Find each line in the records that contains the word "chicken" and copy those lines out. Match case exactly.

*Dataset excerpts*
* Start *

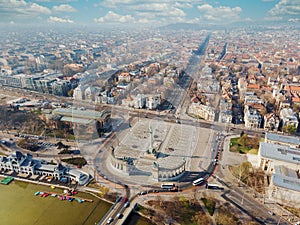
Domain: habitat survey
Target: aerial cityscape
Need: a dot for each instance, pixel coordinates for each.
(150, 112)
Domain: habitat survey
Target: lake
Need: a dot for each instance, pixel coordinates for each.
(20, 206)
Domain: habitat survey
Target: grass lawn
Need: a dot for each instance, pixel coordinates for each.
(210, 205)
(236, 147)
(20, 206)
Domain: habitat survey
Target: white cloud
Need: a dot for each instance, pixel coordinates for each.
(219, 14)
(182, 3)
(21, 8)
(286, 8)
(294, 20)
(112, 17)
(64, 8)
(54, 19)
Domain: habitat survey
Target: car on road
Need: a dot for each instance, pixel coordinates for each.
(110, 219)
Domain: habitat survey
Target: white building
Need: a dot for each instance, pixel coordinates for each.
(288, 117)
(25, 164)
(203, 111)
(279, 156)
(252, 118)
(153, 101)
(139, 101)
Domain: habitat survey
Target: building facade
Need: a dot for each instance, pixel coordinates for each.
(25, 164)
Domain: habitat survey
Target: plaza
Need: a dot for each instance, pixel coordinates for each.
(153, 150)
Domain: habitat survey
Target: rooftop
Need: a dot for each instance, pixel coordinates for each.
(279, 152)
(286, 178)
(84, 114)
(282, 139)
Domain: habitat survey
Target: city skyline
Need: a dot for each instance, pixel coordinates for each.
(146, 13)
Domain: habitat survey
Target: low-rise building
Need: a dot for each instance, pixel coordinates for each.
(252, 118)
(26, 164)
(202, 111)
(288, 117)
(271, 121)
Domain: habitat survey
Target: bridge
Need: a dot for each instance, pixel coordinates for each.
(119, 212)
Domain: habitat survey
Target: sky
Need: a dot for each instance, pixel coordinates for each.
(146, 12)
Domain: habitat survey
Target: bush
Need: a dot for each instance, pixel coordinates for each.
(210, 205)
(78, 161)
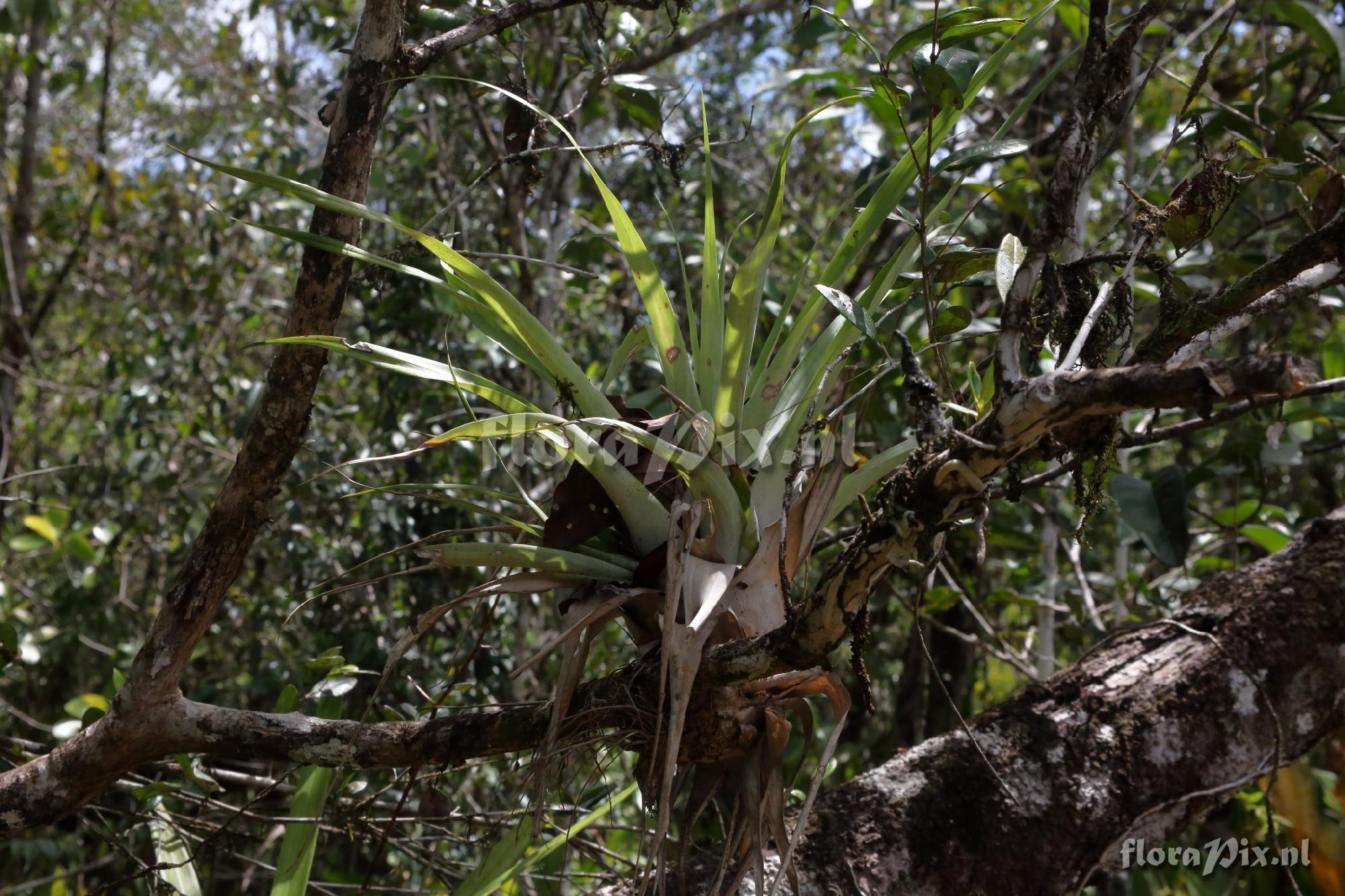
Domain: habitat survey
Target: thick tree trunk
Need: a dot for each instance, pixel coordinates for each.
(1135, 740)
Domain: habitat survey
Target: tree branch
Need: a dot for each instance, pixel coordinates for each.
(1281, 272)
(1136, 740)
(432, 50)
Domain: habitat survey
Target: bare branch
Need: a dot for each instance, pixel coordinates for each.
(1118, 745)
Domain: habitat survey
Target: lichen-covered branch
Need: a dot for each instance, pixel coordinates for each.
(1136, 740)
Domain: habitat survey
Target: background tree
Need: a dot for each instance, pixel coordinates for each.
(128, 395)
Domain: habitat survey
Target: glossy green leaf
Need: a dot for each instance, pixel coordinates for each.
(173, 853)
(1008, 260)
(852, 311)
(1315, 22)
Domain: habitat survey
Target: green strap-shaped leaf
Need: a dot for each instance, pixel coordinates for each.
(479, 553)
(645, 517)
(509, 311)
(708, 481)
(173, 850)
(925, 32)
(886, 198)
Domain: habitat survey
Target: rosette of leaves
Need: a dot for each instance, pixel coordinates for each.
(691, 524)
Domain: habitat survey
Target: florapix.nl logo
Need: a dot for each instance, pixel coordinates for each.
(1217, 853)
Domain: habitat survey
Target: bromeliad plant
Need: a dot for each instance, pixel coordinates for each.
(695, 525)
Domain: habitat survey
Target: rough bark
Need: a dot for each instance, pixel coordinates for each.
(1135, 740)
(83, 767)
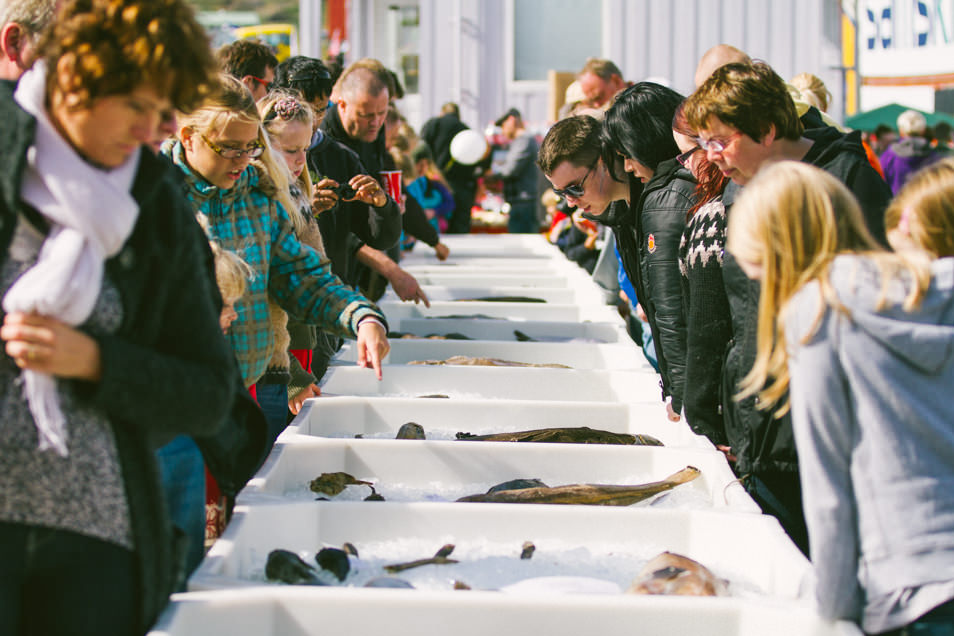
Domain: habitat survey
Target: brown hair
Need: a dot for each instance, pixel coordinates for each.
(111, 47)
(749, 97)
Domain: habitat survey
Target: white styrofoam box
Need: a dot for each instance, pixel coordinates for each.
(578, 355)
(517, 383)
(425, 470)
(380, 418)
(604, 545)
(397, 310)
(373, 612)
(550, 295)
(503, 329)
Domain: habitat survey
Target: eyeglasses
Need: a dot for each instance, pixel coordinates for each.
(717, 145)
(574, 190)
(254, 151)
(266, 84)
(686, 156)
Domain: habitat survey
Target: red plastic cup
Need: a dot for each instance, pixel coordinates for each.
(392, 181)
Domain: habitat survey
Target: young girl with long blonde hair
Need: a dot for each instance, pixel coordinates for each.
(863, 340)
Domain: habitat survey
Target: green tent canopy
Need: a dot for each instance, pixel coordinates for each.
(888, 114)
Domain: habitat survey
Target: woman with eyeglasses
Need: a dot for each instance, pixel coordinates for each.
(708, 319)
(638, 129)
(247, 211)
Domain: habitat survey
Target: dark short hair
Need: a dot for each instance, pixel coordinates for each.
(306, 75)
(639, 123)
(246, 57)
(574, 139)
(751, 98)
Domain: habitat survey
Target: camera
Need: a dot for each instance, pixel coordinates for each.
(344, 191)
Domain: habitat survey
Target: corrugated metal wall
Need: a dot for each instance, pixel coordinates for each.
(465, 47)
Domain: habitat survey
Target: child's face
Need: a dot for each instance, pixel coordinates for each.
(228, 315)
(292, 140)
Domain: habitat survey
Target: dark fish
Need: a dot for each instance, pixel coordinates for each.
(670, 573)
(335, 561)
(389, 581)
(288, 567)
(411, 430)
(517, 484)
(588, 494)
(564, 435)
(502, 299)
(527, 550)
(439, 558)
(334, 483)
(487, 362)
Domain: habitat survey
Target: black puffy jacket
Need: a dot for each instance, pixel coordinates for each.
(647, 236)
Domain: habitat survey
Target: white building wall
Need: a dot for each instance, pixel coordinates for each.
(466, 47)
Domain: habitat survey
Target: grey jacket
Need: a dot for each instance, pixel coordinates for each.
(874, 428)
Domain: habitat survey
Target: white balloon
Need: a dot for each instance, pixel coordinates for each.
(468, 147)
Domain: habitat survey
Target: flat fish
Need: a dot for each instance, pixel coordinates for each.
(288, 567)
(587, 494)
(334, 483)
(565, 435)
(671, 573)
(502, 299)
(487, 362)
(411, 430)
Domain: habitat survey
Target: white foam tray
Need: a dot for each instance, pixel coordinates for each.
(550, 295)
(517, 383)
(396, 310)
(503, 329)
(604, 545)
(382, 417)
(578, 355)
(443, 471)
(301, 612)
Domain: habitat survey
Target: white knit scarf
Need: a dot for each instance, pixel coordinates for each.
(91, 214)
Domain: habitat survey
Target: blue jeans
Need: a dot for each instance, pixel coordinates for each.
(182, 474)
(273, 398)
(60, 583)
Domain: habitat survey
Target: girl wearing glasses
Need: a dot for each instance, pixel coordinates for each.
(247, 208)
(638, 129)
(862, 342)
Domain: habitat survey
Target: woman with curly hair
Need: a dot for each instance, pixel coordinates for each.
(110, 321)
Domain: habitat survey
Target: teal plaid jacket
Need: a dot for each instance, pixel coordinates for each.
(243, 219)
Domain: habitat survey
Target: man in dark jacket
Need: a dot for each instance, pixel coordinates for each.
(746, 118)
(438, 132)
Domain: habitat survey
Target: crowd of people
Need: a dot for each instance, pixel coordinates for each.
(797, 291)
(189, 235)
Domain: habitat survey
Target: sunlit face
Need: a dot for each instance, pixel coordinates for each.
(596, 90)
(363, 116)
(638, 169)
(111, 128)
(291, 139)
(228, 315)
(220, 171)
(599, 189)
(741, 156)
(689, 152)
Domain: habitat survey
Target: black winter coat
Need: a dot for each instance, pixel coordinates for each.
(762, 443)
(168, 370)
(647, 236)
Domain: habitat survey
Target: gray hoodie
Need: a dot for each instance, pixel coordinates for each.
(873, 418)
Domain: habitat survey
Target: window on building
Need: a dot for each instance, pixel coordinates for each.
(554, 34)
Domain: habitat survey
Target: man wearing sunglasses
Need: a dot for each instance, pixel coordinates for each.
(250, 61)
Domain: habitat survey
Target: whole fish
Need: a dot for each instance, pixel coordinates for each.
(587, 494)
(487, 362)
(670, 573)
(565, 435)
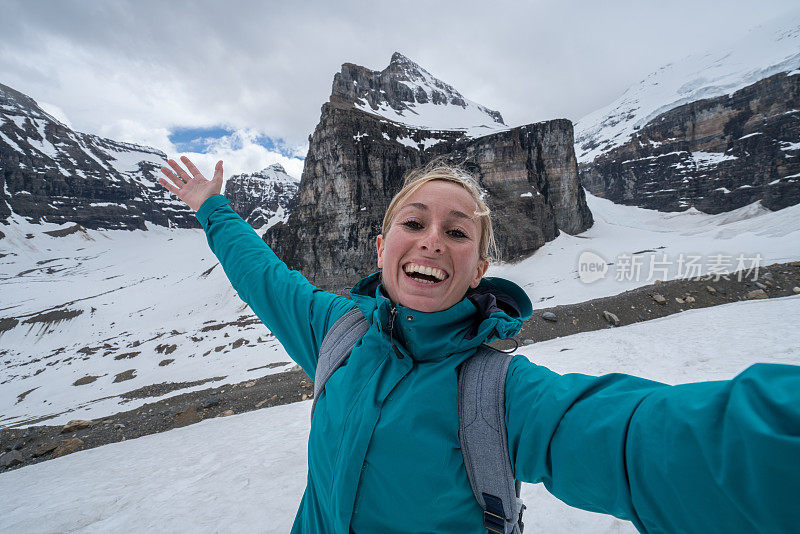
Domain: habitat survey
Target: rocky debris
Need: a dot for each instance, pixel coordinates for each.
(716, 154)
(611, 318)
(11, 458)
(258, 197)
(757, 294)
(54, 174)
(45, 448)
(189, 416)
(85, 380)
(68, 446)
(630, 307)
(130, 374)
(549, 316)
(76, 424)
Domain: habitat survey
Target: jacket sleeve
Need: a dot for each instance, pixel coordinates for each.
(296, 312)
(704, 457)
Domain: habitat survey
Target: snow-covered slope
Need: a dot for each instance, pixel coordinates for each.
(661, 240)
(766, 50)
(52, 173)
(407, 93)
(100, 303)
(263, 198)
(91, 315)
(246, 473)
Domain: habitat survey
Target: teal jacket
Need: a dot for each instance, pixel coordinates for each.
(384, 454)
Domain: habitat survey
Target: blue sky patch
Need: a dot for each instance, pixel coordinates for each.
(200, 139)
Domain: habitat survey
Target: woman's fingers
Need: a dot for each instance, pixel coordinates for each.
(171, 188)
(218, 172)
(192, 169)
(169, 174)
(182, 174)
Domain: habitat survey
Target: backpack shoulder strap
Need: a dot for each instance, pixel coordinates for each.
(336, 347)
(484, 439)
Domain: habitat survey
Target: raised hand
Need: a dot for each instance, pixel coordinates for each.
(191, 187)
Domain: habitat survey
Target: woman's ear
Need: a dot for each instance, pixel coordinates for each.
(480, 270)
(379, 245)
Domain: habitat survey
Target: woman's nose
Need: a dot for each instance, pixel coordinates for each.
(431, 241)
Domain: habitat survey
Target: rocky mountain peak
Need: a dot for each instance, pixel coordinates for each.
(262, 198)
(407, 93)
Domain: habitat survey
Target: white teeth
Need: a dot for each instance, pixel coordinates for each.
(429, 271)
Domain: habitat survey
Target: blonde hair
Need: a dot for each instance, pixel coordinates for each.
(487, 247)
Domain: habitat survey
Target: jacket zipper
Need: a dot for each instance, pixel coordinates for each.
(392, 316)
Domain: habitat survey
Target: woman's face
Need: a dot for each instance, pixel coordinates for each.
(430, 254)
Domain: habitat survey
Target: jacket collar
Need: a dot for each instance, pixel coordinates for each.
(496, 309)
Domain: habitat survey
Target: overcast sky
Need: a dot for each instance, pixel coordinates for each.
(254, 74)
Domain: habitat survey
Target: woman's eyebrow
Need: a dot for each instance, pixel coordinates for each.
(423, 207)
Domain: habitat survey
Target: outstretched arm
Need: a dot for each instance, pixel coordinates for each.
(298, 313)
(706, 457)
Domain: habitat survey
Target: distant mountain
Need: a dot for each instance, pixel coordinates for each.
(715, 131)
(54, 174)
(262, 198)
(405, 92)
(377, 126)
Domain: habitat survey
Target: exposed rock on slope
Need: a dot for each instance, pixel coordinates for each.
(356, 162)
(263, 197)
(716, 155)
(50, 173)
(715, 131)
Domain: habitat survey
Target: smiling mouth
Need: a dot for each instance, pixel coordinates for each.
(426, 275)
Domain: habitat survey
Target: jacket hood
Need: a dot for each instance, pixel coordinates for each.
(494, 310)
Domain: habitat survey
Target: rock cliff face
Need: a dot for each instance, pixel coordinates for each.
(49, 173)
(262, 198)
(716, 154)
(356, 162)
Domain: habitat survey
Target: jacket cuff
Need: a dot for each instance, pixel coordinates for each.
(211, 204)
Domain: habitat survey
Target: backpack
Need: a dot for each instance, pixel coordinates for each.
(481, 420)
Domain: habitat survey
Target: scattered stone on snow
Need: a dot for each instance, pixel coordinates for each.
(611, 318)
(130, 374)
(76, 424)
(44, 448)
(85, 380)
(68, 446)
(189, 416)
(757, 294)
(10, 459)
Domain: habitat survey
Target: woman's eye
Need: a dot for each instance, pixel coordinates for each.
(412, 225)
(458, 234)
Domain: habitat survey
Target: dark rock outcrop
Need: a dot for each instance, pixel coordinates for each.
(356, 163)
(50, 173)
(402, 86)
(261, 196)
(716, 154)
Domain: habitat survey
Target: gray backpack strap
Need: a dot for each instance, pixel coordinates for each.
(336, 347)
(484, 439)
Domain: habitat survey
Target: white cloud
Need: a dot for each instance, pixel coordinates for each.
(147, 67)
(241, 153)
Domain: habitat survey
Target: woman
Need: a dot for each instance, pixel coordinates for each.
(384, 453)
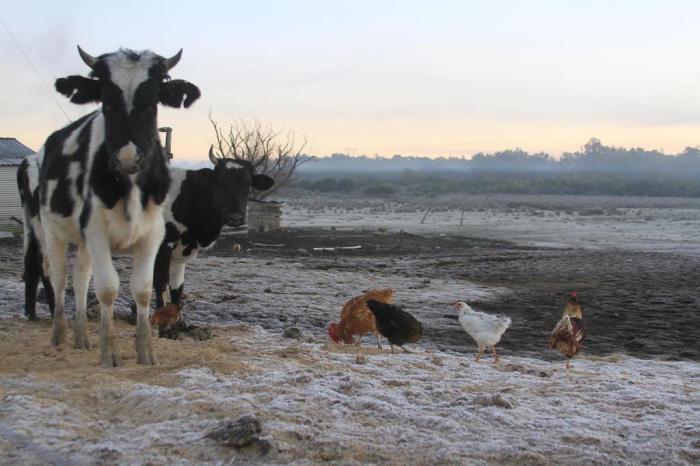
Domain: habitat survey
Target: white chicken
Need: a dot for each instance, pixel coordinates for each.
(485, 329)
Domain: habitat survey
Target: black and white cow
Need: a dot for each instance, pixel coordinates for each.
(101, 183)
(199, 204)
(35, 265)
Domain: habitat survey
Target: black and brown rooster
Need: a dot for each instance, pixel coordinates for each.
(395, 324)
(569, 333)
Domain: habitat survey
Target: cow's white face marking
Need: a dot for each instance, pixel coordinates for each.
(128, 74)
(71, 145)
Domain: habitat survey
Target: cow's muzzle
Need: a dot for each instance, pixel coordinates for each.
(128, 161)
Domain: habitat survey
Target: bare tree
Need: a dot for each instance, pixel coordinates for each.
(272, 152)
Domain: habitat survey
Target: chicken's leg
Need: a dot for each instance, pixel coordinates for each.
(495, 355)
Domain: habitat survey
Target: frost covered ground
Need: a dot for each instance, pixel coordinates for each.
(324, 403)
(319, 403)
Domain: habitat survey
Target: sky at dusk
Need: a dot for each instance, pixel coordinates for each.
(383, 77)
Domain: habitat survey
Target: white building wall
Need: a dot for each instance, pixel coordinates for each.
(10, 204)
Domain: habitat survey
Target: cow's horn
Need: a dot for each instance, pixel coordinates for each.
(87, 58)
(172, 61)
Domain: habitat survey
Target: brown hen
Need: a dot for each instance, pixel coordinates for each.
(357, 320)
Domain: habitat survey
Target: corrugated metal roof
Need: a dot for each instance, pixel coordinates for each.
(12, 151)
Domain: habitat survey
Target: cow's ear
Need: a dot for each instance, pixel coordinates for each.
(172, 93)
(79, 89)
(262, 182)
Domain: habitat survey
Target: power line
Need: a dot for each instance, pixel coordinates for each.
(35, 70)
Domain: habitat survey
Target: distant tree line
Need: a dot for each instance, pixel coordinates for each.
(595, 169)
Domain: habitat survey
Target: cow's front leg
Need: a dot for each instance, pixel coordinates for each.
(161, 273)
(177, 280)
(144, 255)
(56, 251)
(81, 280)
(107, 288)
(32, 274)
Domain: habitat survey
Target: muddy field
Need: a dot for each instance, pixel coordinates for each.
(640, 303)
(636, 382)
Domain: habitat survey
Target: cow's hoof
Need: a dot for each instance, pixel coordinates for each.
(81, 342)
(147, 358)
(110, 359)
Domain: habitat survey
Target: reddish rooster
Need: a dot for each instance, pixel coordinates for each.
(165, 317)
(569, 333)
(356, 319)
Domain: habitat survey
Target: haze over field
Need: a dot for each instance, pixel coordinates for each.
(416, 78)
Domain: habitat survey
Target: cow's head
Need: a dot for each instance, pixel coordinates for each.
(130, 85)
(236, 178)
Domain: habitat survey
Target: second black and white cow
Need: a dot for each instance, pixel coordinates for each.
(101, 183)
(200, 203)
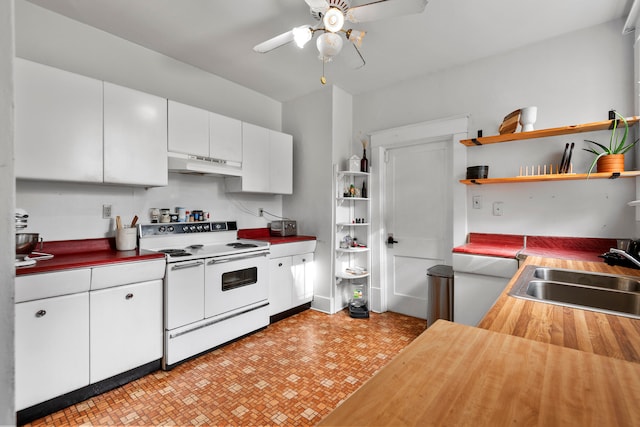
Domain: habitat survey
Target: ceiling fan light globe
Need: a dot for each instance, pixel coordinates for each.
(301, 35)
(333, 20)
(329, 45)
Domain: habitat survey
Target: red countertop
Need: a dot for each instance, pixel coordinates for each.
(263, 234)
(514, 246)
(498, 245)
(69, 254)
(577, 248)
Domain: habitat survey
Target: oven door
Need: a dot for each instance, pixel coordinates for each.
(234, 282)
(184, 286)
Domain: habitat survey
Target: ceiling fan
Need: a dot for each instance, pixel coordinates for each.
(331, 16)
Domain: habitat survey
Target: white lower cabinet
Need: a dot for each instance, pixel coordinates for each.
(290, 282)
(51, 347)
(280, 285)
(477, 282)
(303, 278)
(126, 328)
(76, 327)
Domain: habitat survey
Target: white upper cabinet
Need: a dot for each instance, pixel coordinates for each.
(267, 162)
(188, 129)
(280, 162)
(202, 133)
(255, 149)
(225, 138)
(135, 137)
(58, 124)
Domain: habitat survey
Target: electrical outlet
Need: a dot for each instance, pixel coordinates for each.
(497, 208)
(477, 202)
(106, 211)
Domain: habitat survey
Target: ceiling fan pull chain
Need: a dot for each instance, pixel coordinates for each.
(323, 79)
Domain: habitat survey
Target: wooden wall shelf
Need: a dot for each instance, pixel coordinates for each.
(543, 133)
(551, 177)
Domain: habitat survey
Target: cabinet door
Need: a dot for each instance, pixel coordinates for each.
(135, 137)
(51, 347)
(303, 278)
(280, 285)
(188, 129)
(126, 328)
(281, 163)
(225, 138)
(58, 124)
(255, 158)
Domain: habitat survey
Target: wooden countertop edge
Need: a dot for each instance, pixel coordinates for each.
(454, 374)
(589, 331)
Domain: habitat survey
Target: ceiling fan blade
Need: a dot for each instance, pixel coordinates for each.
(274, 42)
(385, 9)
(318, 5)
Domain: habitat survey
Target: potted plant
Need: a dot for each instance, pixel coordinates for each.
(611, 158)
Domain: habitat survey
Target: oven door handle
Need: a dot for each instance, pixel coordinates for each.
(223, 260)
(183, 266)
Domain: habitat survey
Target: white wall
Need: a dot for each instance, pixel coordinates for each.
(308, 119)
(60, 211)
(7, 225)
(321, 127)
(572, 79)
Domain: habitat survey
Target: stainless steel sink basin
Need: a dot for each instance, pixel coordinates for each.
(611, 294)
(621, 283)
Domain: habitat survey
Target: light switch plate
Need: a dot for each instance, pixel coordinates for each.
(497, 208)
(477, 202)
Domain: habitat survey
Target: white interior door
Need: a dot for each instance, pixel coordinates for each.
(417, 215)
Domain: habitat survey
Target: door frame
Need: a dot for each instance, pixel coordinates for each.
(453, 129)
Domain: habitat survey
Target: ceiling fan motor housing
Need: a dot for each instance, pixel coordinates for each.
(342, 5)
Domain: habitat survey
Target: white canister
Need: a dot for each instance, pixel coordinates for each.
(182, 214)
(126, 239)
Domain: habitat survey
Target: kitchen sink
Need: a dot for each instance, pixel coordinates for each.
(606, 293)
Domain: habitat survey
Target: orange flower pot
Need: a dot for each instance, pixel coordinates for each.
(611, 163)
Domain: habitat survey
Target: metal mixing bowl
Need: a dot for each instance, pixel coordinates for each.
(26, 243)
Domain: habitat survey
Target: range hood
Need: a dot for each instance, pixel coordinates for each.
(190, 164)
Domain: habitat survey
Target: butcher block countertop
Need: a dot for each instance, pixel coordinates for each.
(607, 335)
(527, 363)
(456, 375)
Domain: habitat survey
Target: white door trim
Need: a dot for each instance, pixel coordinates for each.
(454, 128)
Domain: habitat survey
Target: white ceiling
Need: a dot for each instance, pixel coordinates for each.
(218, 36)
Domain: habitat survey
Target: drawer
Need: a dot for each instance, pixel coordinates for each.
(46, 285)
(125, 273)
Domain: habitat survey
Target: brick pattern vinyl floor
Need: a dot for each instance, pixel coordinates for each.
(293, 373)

* End *

*Written answer*
Target: white chicken
Target: chicken's leg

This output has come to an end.